● Yapılacaklar
**A.** Trafik kazası tazminat kararına göre aşağıdaki soruları yanıtlayın:
(i) Hükmedilen manevi tazminat kaç TL'dir?
(ii) Dava hangi isteme ilişkindir?
(iii) Müteselsil sorumluluk, 2918 sayılı Karayolları Trafik Yasası'nın hangi maddesine dayandırılmıştır?
**B.** Trafik kazası tazminat kararını kaldığı yerden sürdürün.

Davalı ...vekili ve diğer davalılar vekili; davanın reddini talep etmiştir.
Mahkemece; iddia, savunma, toplanan delillere ve benimsenen bilirkişi raporuna göre; davanın kısmen kabulü ile, 42.265,68 TL sürekli iş göremezlik zararının 16/08/2008 tarihinden itibaren işleyecek yasal faizi ile birlikte davalılardan müştereken ve müteselsilen (davalı ... şirketinin poliçe teminat limiti ile sınırlı olmak ve 27/02/2009 tarihinden itibaren işleyecek yasal faiz ile birlikte sorumlu olmak üzere), 9.571,17 TL bakıcı gideri tazminatının ve 3.000 TL manevi tazminatın 16/08/2008 tarihiden itibaren işleyecek yasal faizi ile birlikte davalılar ... ve ... "dan müştereken ve müteselsilen tahsiline karar verilmiş; hüküm, davacılar vekili, davalı .... vekili, davalılar ... ve ... vekili tarafından temyiz edilmiştir.
1-Dosyadaki yazılara kararın dayandığı delillerle gerektirici sebeplere, delillerin takdirinde bir isabetsizlik bulunmamasına göre, davalı .... vekilinin tüm, davalılar ... ve ... vekili ve davacılar vekilinin aşağıdaki bentler kapsamı dışında kalan ve yerinde görülmeyen sair temyiz itirazlarının reddine karar verilmiştir.
2-Dava, trafik kazasından kaynaklanan maddi ve manevi tazminat istemine ilişkindir.
2918 sayılı Karayolları Trafik Yasası"nın 88. maddesi gereğince bir motorlu aracın katıldığı bir kazada, bir üçüncü kişinin uğradığı zarardan dolayı, birden fazla kişi tazminatla yükümlü bulunuyorsa, bunlar müteselsil olarak sorumlu tutulur.
HGK"nun 1981/9-533E. ve 1983/724K. sayılı ilamında; "bir davacının kendilerinin tamamen kusursuz olduğundan söz ederek zararlı sonucu meydana getiren müteselsil borçlulardan biri aleyhine açtığı bir davada, zararın tümünü talep etmesi, örtülü olarak değil, aksine 818 sayılı BK"nın 142.maddesinde öngörülen teselsül kuralına açık bir şekilde dayandığının en belirgin örneği olduğu" ifade edilmiştir.

● Veri Kesiti
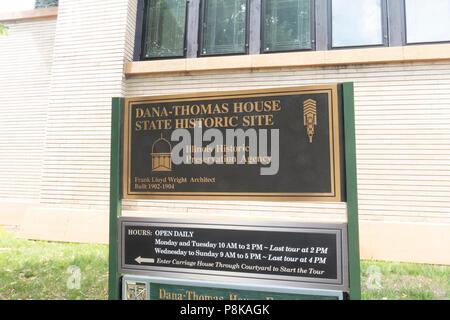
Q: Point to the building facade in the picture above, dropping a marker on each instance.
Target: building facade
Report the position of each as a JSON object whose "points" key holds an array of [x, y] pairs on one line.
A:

● Cevap Anahtarı
**A.**
(i) 3.000 TL
(ii) Trafik kazasından kaynaklanan maddi ve manevi tazminat istemine
(iii) 88. maddesine

**B.**
Sorumluluğu doğuran olayın, zarar görenin vücut bütünlüğünü ihlâl etmesi hali TBK m.54’te özel olarak hükme bağlanmıştır. Bu hüküm gereğince, vücut bütünlüğünün ihlâli halinde mağdurun malvarlığında meydana gelmesi muhtemel olan azalmanın ve dolayısıyla maddî zararın türleri; tedavi giderleri, kazanç kaybı, çalışma gücünün azalmasından ya da yitirilmesinden doğan kayıplar, ekonomik geleceğin sarsılmasından doğan kayıplar. şeklinde düzenlenmiştir. Borçlar Kanunu"nun 54. maddesinde belirtilen “ekonomik geleceğin sarsılmasından doğan kayıplar” deyimi çok geniş kapsamlıdır. Bu giderlere zarara uğrayanın katlanmak zorunda kaldığı bütün giderler dahildir. Bu bakımdan zarara uğrayanın işlerini görememesi nedeniyle tutmak zorunda kaldığı yardımcı ya da hasta bakıcı için ödemek zorunda kaldığı giderleri de isteyebilir. Müteselsil sorumluluk ilkesi gereği sigorta şirketi de bu kalemlerden sorumludur.
Somut olayda; SGK tarafından karşılanmayan tedavi giderleri ve bakıcı giderlerinden davalı zmss"nin sorumlu olduğu gözetilmeksizin, bu kalemeler nedeni ile zmss"nin sorumlu tutulmamış olması doğru değil, bozmayı gerektirmiştir.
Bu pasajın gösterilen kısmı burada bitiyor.